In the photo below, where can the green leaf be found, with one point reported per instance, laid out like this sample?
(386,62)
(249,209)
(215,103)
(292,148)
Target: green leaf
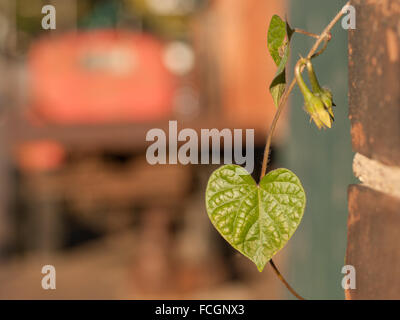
(257,220)
(276,37)
(279,35)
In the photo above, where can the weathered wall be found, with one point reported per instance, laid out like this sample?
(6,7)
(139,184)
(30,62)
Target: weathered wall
(374,110)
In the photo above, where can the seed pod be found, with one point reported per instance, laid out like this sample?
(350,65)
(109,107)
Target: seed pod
(314,104)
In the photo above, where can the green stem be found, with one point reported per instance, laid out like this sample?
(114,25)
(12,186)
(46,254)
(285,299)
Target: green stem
(300,82)
(324,36)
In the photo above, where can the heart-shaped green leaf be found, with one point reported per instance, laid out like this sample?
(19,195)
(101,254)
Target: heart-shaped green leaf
(257,220)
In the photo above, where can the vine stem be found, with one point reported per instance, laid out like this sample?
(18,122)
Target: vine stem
(324,36)
(284,281)
(312,54)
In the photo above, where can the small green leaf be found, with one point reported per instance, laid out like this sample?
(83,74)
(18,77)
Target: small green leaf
(276,38)
(279,35)
(257,220)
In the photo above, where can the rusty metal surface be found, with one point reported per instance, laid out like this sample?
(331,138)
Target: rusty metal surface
(374,80)
(373,244)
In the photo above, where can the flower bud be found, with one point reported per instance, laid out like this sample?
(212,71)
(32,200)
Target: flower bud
(314,104)
(323,93)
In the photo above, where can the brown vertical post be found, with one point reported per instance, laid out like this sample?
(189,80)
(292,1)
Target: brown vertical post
(374,109)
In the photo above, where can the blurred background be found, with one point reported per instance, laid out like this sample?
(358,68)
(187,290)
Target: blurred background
(76,190)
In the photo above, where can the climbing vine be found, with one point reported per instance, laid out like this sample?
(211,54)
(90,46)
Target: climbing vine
(259,219)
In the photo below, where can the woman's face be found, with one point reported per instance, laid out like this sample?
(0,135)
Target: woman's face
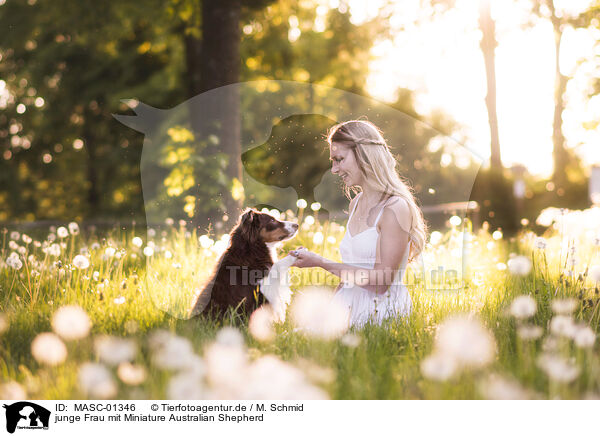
(343,163)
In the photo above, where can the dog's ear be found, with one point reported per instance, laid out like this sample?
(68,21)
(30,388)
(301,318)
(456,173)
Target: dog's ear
(247,217)
(250,226)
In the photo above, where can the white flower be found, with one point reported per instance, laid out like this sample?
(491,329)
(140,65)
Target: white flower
(131,374)
(148,251)
(565,306)
(557,368)
(260,325)
(548,216)
(205,241)
(529,332)
(540,243)
(594,273)
(54,250)
(12,391)
(350,340)
(96,381)
(14,262)
(519,265)
(81,262)
(47,348)
(523,307)
(316,313)
(465,340)
(113,351)
(71,323)
(439,367)
(74,228)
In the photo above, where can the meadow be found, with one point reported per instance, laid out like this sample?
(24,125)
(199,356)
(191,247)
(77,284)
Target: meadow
(102,314)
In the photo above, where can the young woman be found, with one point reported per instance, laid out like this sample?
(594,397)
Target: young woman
(385,228)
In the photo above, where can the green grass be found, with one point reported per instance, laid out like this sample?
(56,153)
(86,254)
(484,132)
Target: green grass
(147,293)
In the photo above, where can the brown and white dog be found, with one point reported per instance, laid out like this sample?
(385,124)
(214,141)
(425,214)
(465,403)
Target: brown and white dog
(248,259)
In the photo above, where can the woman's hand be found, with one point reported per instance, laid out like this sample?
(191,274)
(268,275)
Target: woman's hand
(305,258)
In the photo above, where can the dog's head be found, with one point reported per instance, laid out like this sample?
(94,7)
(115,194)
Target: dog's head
(256,226)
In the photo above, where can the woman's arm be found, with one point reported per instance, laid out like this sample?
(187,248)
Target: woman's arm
(391,249)
(392,246)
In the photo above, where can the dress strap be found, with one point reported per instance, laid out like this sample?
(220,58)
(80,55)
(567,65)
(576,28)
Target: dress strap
(354,208)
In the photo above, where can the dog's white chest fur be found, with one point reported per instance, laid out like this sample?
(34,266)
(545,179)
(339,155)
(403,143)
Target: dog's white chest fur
(273,246)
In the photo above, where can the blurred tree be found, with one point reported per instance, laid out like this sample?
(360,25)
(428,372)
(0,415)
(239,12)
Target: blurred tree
(488,47)
(67,76)
(565,161)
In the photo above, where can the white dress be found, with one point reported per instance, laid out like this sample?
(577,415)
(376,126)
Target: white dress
(361,250)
□ □ □
§ **REQUIRED WORK**
Render every line of the listing above as a JSON list of strings, one string per line, omitting blank lines and leaving out the pictures.

§ **WRITTEN RESPONSE**
[
  "In the photo below, where can the green leaf be found, with one point reported per instance, laid out like this sample?",
  "(386,62)",
  "(249,209)",
  "(215,103)",
  "(292,148)",
  "Target: green leaf",
  "(257,220)",
  "(276,37)",
  "(279,35)",
  "In the photo above, where can the weathered wall be found, with one point reported per instance, laid out like this sample?",
  "(6,7)",
  "(139,184)",
  "(30,62)",
  "Target: weathered wall",
  "(374,110)",
  "In the photo above, where can the seed pod be found, with one point reported per instance, laid out like this sample?",
  "(350,65)",
  "(109,107)",
  "Target: seed pod",
  "(314,104)",
  "In the photo above, where can the green stem be found, with one point reported per instance, laid out like this sample?",
  "(114,25)",
  "(12,186)",
  "(46,254)",
  "(285,299)",
  "Target: green stem",
  "(300,82)",
  "(324,36)",
  "In the photo above, where can the heart-shaped green leaf be found, with one point reported per instance, laid out like this sample?",
  "(19,195)",
  "(101,254)",
  "Target: heart-shaped green leaf",
  "(257,220)",
  "In the photo above, where can the vine stem be found, with one point reported per instance, laid out like this sample?",
  "(18,122)",
  "Target: vine stem",
  "(324,36)",
  "(284,281)",
  "(312,54)",
  "In the photo above, where can the small green leaf be found, with one point reported per instance, laid out like this sample?",
  "(83,74)",
  "(18,77)",
  "Target: small green leaf",
  "(276,38)",
  "(279,35)",
  "(257,220)",
  "In the photo above, where can the rusty metal surface be found, with one point reported per instance, laid out like this sample?",
  "(331,138)",
  "Target: rusty metal surface",
  "(374,80)",
  "(373,244)",
  "In the photo above, where can the flower bud be found, with one point reported per instance, laid out like this sample?",
  "(212,71)",
  "(32,200)",
  "Target: flower bud",
  "(314,104)",
  "(323,93)",
  "In the photo above, where can the brown vertical post be found, with one point reported per instance, laid out like this sample?",
  "(189,80)",
  "(292,1)",
  "Target: brown vertical post",
  "(374,109)",
  "In the photo above, where can the blurred background be found, with one point reported per instance, laid out like this sample?",
  "(358,68)",
  "(187,290)",
  "Target: blurred background",
  "(76,190)",
  "In the photo above, where can the climbing vine be found, with one point reported per instance, laid out like this sample?",
  "(211,54)",
  "(90,46)",
  "Target: climbing vine",
  "(259,219)",
  "In the photo below, where can the woman's face be found, with one point reported per instance, laid out like this sample?",
  "(0,135)",
  "Target: woman's face",
  "(343,163)",
  "In the photo above, where can the dog's ear be found, with one point reported per instance, laid out like this sample?",
  "(68,21)",
  "(30,388)",
  "(301,318)",
  "(456,173)",
  "Target: dog's ear",
  "(247,217)",
  "(250,226)",
  "In the photo above, where can the white flower be found, with one point reported per instance, laid out like this sample?",
  "(491,329)",
  "(140,65)",
  "Target: white flower",
  "(131,374)",
  "(148,251)",
  "(565,306)",
  "(557,368)",
  "(260,325)",
  "(548,216)",
  "(205,241)",
  "(529,332)",
  "(540,243)",
  "(594,273)",
  "(54,250)",
  "(12,391)",
  "(350,340)",
  "(96,381)",
  "(14,262)",
  "(519,265)",
  "(81,262)",
  "(47,348)",
  "(523,307)",
  "(316,313)",
  "(465,340)",
  "(113,351)",
  "(71,323)",
  "(439,367)",
  "(74,228)",
  "In the photo above, where can the meadow be found, with one point reported per instance, laid out like this sample?",
  "(24,125)",
  "(199,356)",
  "(191,247)",
  "(77,284)",
  "Target: meadow",
  "(102,314)",
  "In the photo above, where can the young woman be found, with one point reported per instance, laid out like this sample?",
  "(594,397)",
  "Target: young woman",
  "(385,228)",
  "In the photo above, where can the green grass be found, with one point reported per instance, laid out like this sample?",
  "(56,153)",
  "(86,254)",
  "(484,132)",
  "Target: green grass",
  "(147,293)",
  "In the photo above, where can the brown and white dog be found, with one point reported per instance, laid out like this sample?",
  "(385,124)",
  "(214,141)",
  "(425,214)",
  "(465,403)",
  "Target: brown and white dog",
  "(248,259)",
  "In the photo above, where can the woman's hand be found, with one point reported per instance, laid out like this sample?",
  "(191,274)",
  "(268,275)",
  "Target: woman's hand",
  "(305,258)",
  "In the photo above, where can the dog's head be found, with one point reported per instance, laid out like this sample?",
  "(94,7)",
  "(115,194)",
  "Target: dog's head",
  "(256,226)",
  "In the photo above, where can the woman's arm be found, with one point reported per instance, laid out like this sample?",
  "(187,248)",
  "Target: woman's arm",
  "(391,249)",
  "(392,246)",
  "In the photo above, where can the dress strap be found, with one point reported per instance, laid out like this sample?",
  "(220,58)",
  "(80,55)",
  "(567,65)",
  "(576,28)",
  "Target: dress strap",
  "(354,208)",
  "In the photo above, where can the dog's white chest fur be found, with one point reported per instance, laid out like this sample?",
  "(34,266)",
  "(545,179)",
  "(339,155)",
  "(403,143)",
  "Target: dog's white chest fur",
  "(273,246)",
  "In the photo above, where can the blurred tree be found, with one point reported per instance, laid out like this sample?",
  "(360,25)",
  "(428,372)",
  "(0,415)",
  "(239,12)",
  "Target: blurred tree",
  "(488,47)",
  "(67,76)",
  "(565,161)",
  "In the photo above, where can the white dress be found, with one point reported per instance, laid out like this sample?",
  "(577,415)",
  "(376,126)",
  "Target: white dress",
  "(361,250)"
]